◆ Exercise data:
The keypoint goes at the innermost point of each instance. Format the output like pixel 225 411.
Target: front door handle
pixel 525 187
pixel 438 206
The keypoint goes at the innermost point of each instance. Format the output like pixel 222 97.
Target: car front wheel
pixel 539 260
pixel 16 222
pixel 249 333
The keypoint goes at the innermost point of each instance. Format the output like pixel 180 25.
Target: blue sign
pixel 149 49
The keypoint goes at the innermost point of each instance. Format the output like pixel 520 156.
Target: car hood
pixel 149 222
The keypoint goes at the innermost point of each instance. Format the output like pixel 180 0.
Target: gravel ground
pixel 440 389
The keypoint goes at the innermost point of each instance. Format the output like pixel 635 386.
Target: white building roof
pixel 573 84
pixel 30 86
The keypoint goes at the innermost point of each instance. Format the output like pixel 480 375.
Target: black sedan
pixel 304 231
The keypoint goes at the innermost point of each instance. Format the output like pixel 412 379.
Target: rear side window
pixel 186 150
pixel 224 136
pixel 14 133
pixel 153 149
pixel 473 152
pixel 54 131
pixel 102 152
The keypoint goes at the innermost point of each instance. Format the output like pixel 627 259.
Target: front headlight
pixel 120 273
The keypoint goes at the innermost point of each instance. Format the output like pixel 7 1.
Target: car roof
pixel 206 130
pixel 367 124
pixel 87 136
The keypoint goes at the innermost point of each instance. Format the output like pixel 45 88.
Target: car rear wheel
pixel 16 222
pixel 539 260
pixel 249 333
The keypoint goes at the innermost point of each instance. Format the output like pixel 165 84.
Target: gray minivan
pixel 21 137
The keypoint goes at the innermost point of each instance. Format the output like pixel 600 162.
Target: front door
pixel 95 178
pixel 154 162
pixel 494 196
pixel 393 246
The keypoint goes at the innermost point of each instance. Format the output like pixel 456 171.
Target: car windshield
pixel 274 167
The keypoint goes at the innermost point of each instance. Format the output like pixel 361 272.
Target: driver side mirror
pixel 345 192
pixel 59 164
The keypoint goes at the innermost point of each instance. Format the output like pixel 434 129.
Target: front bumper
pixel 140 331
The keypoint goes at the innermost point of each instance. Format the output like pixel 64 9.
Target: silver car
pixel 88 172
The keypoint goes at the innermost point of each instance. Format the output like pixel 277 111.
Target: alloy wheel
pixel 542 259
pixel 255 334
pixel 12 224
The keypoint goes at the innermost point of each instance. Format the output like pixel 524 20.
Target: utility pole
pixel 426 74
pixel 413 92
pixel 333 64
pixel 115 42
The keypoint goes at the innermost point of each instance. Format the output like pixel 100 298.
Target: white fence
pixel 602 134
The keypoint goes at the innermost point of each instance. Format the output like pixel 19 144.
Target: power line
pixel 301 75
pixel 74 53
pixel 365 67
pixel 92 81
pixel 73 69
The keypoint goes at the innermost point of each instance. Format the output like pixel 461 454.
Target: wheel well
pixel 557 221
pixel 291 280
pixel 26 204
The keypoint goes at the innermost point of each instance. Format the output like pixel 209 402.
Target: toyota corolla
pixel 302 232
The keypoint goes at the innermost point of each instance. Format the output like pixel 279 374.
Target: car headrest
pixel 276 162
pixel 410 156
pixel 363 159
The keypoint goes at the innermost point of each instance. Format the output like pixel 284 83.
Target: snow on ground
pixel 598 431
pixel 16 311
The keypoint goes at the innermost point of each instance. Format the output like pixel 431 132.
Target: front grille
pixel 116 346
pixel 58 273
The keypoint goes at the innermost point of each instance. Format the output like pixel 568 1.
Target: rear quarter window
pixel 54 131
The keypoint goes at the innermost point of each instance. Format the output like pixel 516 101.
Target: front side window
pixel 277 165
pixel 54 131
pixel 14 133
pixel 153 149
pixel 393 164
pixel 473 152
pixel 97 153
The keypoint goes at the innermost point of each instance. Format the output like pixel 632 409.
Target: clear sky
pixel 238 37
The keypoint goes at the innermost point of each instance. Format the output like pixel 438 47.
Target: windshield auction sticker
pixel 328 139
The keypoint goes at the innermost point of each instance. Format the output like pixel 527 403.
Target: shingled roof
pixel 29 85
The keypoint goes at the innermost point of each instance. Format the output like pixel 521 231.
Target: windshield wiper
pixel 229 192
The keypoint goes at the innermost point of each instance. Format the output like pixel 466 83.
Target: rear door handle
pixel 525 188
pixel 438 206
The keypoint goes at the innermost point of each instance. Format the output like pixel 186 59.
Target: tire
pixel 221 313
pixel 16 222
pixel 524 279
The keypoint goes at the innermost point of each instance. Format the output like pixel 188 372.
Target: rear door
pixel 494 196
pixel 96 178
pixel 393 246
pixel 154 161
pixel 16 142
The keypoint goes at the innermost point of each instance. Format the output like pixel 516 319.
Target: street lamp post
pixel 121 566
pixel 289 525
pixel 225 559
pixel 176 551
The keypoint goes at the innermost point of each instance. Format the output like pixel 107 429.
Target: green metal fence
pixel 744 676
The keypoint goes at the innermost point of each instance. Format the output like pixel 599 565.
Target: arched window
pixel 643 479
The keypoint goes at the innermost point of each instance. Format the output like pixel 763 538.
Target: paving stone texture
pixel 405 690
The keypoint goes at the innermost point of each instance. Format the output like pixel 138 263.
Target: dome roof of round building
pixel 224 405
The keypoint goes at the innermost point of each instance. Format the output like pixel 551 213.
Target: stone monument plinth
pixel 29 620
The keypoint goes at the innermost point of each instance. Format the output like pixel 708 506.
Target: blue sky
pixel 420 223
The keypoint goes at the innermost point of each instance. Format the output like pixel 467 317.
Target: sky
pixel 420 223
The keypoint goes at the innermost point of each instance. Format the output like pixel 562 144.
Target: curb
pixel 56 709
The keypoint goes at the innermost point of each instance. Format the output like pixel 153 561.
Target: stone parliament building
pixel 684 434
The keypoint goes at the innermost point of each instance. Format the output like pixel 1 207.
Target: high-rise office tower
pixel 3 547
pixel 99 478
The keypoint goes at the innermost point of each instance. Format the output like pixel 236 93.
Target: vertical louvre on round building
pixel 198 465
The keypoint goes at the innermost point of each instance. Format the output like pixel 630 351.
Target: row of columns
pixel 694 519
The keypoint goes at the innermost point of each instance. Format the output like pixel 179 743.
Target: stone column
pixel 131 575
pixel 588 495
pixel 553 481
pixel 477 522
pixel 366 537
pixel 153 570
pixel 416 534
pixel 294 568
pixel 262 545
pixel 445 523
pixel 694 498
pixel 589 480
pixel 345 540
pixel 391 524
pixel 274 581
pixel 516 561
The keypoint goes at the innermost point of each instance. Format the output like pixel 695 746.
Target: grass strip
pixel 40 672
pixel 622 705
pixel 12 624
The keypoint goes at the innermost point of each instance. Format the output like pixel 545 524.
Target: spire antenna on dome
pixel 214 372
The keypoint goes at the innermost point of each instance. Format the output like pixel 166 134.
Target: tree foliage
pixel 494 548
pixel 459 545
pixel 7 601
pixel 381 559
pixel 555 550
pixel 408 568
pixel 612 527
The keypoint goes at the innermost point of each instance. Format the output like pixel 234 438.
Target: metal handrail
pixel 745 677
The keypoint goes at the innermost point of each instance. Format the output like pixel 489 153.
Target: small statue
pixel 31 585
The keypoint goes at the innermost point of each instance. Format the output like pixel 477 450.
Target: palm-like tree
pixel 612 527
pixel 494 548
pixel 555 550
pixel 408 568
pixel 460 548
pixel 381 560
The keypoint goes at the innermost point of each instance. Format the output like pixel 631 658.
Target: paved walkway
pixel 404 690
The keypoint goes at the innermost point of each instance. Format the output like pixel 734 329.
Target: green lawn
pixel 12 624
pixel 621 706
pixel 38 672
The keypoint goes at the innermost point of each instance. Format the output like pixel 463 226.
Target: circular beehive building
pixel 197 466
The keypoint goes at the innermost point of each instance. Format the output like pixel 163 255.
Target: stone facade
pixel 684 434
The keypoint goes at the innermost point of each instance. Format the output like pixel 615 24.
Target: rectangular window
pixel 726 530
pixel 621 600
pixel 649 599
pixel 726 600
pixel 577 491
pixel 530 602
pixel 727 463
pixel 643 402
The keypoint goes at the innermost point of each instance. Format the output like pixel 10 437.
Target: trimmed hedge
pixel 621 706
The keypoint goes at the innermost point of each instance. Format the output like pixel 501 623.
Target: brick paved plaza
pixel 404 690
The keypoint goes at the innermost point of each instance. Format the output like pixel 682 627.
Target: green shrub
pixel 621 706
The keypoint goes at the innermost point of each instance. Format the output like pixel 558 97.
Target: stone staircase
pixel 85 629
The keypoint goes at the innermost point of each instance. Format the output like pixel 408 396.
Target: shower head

◆ Assigned task: Please reply with an exact copy of the lines above, starting at the first and ending at the line that holds "pixel 520 156.".

◆ Task result:
The keypoint goes at the innermost point of each instance. Format the output like pixel 225 411.
Target: front door handle
pixel 525 187
pixel 438 206
The keypoint goes at the innermost point of each instance. Format the output like pixel 222 97.
Target: car front wheel
pixel 539 260
pixel 16 222
pixel 249 333
The keypoint goes at the innermost point of each instance. Format the output like pixel 180 25.
Target: blue sign
pixel 149 49
The keypoint goes at the innermost point of each instance. Format the output like pixel 520 156.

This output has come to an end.